(About this task)
Transcribe the entries in full, keeping each word as it is.

Record excerpts START

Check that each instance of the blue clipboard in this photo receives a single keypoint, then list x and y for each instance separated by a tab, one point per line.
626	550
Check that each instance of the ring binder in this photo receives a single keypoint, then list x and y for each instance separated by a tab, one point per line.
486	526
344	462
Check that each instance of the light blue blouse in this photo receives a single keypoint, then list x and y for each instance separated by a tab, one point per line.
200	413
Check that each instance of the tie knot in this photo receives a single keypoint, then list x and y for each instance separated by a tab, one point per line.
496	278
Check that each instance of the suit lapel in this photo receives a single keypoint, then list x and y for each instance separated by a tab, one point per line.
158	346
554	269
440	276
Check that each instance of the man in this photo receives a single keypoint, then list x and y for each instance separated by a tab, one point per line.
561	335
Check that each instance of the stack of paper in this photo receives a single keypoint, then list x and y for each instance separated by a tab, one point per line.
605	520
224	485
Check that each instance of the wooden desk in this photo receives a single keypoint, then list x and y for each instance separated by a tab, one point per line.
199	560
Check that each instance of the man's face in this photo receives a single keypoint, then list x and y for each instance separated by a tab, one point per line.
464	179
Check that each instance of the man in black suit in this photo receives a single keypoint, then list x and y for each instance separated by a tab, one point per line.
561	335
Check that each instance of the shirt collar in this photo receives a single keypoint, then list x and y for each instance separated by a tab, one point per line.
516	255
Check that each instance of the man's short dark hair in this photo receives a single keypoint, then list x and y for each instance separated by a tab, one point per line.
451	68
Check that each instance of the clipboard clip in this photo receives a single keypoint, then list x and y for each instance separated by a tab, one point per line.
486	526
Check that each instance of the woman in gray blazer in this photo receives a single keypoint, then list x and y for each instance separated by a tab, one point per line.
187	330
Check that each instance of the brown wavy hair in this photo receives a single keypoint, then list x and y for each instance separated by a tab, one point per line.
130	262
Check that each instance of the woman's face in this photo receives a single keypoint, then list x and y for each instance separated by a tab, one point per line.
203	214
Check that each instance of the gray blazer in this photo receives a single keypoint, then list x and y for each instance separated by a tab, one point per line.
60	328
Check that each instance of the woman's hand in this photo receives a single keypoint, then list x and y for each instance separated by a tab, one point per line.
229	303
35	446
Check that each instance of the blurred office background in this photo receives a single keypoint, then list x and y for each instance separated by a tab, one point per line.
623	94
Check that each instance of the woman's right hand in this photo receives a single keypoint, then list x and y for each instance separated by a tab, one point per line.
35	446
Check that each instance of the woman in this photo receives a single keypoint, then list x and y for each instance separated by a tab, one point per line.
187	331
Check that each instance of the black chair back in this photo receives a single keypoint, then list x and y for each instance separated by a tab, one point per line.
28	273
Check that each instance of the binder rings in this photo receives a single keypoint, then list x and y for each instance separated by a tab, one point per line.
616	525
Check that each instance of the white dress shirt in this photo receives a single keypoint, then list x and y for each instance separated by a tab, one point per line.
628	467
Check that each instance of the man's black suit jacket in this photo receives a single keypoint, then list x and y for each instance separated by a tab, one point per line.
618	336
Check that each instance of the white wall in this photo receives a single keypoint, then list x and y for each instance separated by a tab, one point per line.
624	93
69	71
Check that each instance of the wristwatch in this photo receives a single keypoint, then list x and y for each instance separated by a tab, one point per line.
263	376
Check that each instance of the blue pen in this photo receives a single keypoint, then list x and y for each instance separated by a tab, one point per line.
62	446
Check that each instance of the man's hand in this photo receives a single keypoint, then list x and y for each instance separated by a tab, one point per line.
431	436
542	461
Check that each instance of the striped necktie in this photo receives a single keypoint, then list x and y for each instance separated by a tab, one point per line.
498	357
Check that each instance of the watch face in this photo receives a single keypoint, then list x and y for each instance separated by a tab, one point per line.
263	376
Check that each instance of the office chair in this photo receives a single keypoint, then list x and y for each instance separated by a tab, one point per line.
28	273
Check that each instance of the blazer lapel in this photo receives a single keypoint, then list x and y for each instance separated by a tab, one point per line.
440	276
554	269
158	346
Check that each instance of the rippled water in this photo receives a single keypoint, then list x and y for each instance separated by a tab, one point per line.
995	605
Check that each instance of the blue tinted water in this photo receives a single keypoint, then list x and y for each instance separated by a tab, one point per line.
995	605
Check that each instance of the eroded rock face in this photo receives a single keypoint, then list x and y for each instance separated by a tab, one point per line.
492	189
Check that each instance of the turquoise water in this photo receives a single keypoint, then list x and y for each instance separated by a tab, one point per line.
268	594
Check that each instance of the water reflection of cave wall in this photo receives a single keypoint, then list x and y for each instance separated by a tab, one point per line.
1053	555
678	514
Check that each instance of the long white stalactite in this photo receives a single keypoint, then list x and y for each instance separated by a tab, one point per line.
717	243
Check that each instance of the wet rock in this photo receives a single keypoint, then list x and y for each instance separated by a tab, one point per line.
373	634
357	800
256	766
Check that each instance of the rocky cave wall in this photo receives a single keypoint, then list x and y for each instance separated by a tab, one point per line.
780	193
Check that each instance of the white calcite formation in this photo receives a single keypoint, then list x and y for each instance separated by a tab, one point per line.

Record excerpts END

(Response area)
Check that each instance of the blue clipboard in this photo receives a single keypoint, then list x and y for each instance separated by a tab, one point per line.
626	550
Check that each instance of the ring binder in this photo receives a single keypoint, then list x and y for each instance separated by a tab, one point per line.
486	526
344	462
Check that each instance of the light blue blouse in this photo receives a single keypoint, then list x and y for each instance separated by a tab, one point per line.
200	413
Check that each instance of the tie knot in this photo receives a single keypoint, then list x and y for each instance separated by a tab, one point per line.
496	278
Check that each instance of the suit lapel in this photo receives a single keypoint, then list x and y for each instance separated by a tab, one point per line.
158	346
554	269
440	276
Check that each instance of the man in this photo receives a single keypoint, then list x and y for each instance separated by a tab, one point per line.
561	335
Check that each instance of the stack of paper in this photo receives a single keypoint, then list x and y for each instance separated by a tab, one point per line.
605	520
224	485
Check that each instance of the wooden desk in this photo receives a single keypoint, then list x and y for each instance separated by a tab, one point per line.
199	560
Check that each instance of the man's face in this photo receives a single keypoint, then list x and y for each instance separated by a tab, one point per line.
464	179
Check that each instance of the man in black suit in this photo receives a single keypoint, then list x and y for each instance separated by a tab, one point per line.
561	335
Check that each instance of the shirt collar in this photo receives a single keypoint, then list x and y for each instance separated by a tab, one point per line.
516	255
Check that each instance of the man's short dark hair in this photo receives a single keypoint, then list x and y for each instance separated by a tab, one point per line.
451	68
Check that each instance of the clipboard clip in this photo receives a single keypoint, then list x and y for each instance separated by a tab, one point per line.
486	526
Check that each instance of the woman in gray blazer in this photo receives a single keypoint, then list x and y for each instance separated by a tab, one point per line.
187	330
Check that each instance of the brown wavy hair in this photo receives a single keypoint, then list x and y for each instance separated by a tab, one point per line.
130	262
Check that each instance of the woman's face in this photo receives a single keypoint, then list x and y for each instance separated by a tab, one point per line.
203	214
Check that each instance of the gray blazer in this photo receives a single keypoint, then list x and y for each instance separated by a tab, one point per line.
60	328
Check that each instance of the woman's hand in this photo receives a single keypoint, then list x and y for each instance separated by a tab, one point per line.
229	303
35	446
Check that each instance of the blurred office background in this photo receives a single keypoint, then list x and y for each instance separated by a tab, one point per line.
623	94
Check that each instance of the woman's right hand in this photo receives a single keypoint, then list x and y for each instance separated by a tab, one point per line.
35	446
Check that each instance of the woman in this photo receives a single keypoint, then list x and y for each instance separated by a tab, one point per line.
187	331
Check that each instance of the black chair back in this photo receives a single keypoint, then list x and y for each instance separated by a tab, one point per line.
28	273
Check that each instance of the binder rings in this photo receives a single keypoint, then list x and y for each instance separated by a tab, one point per line.
616	525
Check that each instance of the white dress shirt in this photo receives a single keypoint, then list x and y for each instance separated by a tab, one point per line.
628	467
Check that each instance of the man's black suit jacket in this photo receives a single keypoint, then list x and y for each instance separated by a tab, one point per line.
618	336
Check that each instance of the white wall in this photo receives a single keypoint, then list x and y for each instance separated by a tab, one point per line.
624	93
69	71
Check that each instance of the wristwatch in this photo receives a single keypoint, then list x and y for each instance separated by a tab, one point per line.
263	376
Check that each instance of the blue pen in this photo receives a single keypoint, then list x and y for each instance separated by a tab, one point per line.
62	446
Check that each instance of the man's hand in this photo receives a single keypoint, then list x and y for each instance separated by a tab, one point per line.
431	436
542	461
Check that each instance of the striped necktie in this photo receives a single keypoint, then list x and y for each instance separated by a tab, one point per line.
498	357
Check that each instance of the watch face in this photo receives a single keypoint, then list x and y for each instance separated by a tab, one point per line.
263	376
Check that each instance of the office chair in this photo receives a single keypoint, then list x and y for each instance separated by a tab, one point per line.
28	273
Check that each instance of the blazer lapel in this photo receives a single keypoint, then list x and y for each instance separated by a tab, one point per line.
440	276
554	269
158	346
Check that each instance of the rippled water in this photo receives a single keypoint, then list x and y for each instance separated by a tab, one point per line.
995	605
Check that each instance of the blue tinted water in this photo receives a single keypoint, then list x and y for each instance separated by a tab, one point per line.
995	605
Check that each instance of the eroded rock face in this photo receives a single keypoint, then list x and y for each instance separated by a tab, one point per line.
492	189
Check that each instance of the turquoise water in this photo receives a single keypoint, then list x and y for each instance separated by a tab, one point per line.
268	594
Check that each instance of the water reflection of cave wall in this photo receives a single keypoint, then list x and y for each instance separated by a tab, one point per line.
1053	555
678	514
Check that each instance of the long white stalactite in this photo receives a single keypoint, then list x and y for each instance separated by a tab, one point per line.
717	243
Check that each instance of the wet rock in this photo receives a single keypoint, then list x and y for each instance separated by a tab, one point per line.
373	634
357	800
256	766
Check that each instance of the rocky cave wall in this photo receives a single keypoint, then list x and y for each instance separated by a tab, one point per line.
780	193
Check that each instance of the white calcite formation in this photo receives a single keypoint, then list x and y for each instance separated by a tab, one point per line.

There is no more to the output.